**Task details**
Among the records below, find the lines with the word "head" and copy them.

Stored data entries:
———
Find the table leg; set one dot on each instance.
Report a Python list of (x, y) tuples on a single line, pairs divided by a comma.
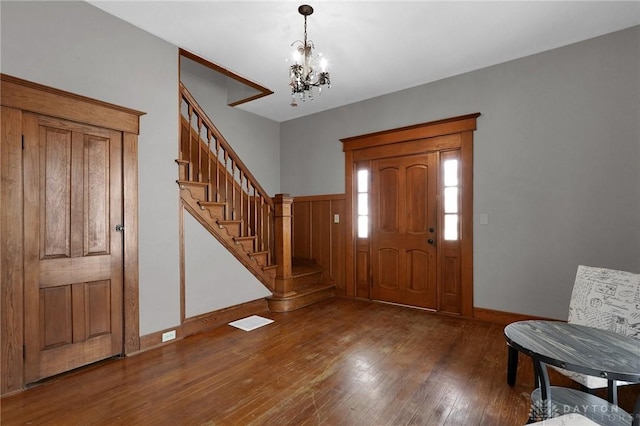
[(612, 392), (545, 387), (512, 366)]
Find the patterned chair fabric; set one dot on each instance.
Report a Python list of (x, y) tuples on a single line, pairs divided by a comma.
[(605, 299)]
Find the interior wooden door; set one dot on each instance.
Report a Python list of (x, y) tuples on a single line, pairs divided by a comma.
[(404, 224), (73, 253)]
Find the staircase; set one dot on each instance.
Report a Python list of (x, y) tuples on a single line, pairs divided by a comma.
[(218, 190)]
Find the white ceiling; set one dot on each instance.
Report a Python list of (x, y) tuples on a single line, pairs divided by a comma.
[(374, 47)]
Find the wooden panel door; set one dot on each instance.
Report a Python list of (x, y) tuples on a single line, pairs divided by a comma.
[(73, 254), (403, 253)]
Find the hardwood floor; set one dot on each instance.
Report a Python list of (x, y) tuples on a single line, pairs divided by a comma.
[(338, 362)]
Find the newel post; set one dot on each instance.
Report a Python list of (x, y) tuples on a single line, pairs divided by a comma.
[(282, 232)]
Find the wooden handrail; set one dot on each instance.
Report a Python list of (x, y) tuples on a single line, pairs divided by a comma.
[(213, 162), (235, 158)]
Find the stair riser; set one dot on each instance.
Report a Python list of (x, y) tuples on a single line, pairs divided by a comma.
[(307, 279), (291, 304)]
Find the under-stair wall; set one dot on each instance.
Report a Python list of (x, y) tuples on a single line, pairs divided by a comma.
[(219, 191)]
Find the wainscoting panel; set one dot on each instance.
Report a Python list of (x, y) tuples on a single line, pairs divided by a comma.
[(319, 226)]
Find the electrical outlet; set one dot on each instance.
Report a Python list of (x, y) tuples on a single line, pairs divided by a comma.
[(169, 335)]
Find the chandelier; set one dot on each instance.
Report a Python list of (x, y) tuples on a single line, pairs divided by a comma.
[(303, 73)]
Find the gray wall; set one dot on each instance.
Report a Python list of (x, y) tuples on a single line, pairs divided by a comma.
[(557, 164), (257, 141), (76, 47)]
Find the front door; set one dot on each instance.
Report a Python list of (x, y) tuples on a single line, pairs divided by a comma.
[(404, 223), (73, 253)]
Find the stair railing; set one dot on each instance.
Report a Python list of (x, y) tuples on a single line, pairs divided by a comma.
[(212, 162)]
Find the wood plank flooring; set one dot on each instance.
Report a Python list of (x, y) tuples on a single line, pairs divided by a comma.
[(338, 362)]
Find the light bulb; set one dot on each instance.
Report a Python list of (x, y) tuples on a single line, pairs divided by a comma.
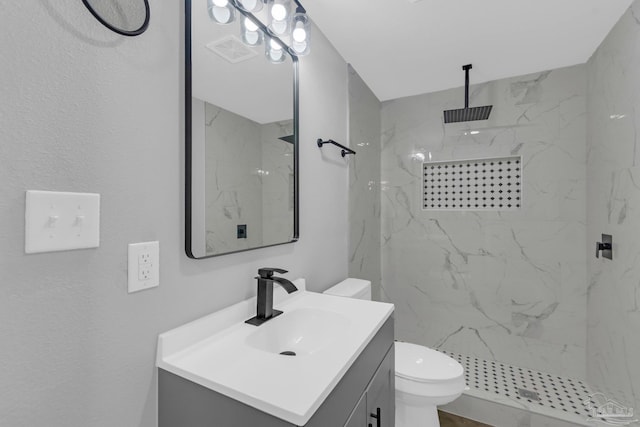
[(249, 4), (274, 45), (299, 35), (300, 47), (276, 55), (250, 25), (278, 12), (222, 14)]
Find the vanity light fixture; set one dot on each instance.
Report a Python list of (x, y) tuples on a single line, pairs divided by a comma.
[(251, 35), (221, 11), (279, 17), (274, 51), (251, 6), (291, 27)]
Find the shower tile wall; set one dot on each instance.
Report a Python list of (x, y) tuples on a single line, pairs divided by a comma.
[(277, 184), (231, 187), (613, 343), (507, 286), (364, 183)]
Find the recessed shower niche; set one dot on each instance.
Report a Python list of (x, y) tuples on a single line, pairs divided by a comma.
[(477, 184)]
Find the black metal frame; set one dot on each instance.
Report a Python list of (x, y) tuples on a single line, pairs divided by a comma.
[(120, 31), (345, 150), (189, 134)]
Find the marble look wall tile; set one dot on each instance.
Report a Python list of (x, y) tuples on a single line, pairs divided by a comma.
[(277, 183), (613, 206), (364, 183), (231, 186), (507, 286)]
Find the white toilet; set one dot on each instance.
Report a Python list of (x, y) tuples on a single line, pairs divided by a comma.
[(425, 378)]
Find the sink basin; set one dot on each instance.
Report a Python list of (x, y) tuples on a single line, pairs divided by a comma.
[(299, 332), (243, 362)]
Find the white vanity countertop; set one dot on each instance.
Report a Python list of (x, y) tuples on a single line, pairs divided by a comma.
[(214, 352)]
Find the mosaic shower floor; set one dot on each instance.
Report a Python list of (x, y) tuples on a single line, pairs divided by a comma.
[(544, 393)]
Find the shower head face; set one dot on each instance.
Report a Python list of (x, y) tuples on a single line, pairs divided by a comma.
[(467, 114)]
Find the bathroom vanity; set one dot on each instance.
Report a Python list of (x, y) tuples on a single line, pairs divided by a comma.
[(219, 371)]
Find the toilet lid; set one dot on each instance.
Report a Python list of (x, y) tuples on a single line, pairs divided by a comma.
[(423, 364)]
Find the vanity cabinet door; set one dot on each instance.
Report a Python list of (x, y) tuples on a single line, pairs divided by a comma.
[(380, 395), (359, 416)]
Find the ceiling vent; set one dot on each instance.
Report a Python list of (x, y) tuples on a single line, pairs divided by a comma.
[(232, 49)]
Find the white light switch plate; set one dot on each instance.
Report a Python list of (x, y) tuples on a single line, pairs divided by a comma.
[(144, 266), (57, 221)]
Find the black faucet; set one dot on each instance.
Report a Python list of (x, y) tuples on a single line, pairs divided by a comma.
[(266, 279)]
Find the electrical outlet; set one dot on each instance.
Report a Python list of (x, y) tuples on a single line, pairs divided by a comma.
[(144, 271)]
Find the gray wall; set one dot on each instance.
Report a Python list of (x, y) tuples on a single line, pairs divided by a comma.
[(364, 183), (83, 109), (507, 286), (613, 341)]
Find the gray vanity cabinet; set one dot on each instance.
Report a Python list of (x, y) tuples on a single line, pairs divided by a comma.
[(366, 388), (376, 406)]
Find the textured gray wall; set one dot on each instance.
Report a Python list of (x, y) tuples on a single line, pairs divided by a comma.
[(83, 109)]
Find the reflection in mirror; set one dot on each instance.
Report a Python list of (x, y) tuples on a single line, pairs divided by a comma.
[(125, 17), (241, 136)]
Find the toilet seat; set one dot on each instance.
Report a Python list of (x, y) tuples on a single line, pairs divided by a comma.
[(421, 364)]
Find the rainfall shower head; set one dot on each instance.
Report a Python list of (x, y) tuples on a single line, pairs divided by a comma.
[(467, 114)]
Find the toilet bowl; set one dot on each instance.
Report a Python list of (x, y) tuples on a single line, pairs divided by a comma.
[(424, 378)]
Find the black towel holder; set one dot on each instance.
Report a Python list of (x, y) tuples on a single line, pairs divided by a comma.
[(345, 150)]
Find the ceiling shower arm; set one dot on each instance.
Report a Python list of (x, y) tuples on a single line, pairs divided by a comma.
[(466, 69)]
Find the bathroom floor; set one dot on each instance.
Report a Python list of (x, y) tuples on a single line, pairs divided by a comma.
[(450, 420), (547, 392)]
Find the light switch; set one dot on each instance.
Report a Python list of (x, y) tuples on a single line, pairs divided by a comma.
[(57, 221)]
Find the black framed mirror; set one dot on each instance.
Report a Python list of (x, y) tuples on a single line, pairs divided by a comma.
[(241, 125), (125, 17)]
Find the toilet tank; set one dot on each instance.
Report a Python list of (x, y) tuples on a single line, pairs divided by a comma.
[(351, 288)]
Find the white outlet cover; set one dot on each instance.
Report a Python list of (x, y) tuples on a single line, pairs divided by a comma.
[(61, 221), (144, 266)]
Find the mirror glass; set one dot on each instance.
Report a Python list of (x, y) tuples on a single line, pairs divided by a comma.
[(241, 136), (126, 17)]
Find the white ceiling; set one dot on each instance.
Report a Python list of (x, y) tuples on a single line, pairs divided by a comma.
[(402, 47)]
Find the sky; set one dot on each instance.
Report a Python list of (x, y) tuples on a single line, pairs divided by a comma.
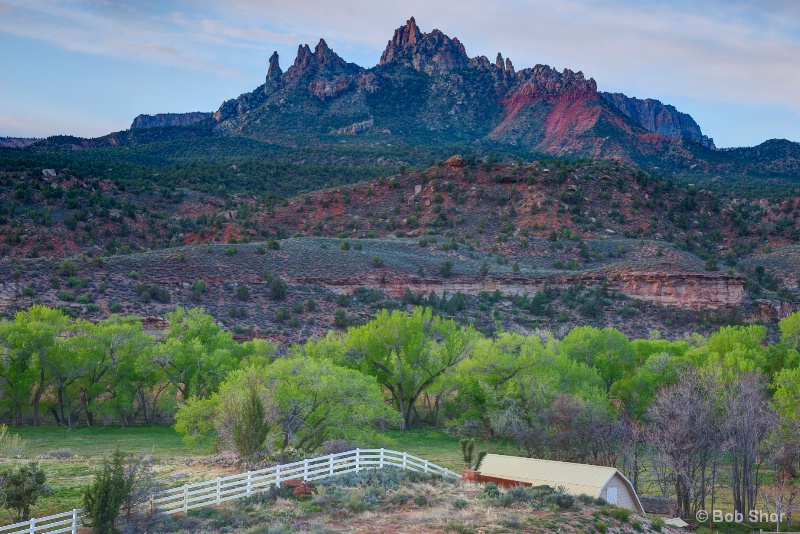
———
**Response to this task**
Find the shower head face; set one dot on each instance.
Find the rainfall shower head; set one dot on each instance.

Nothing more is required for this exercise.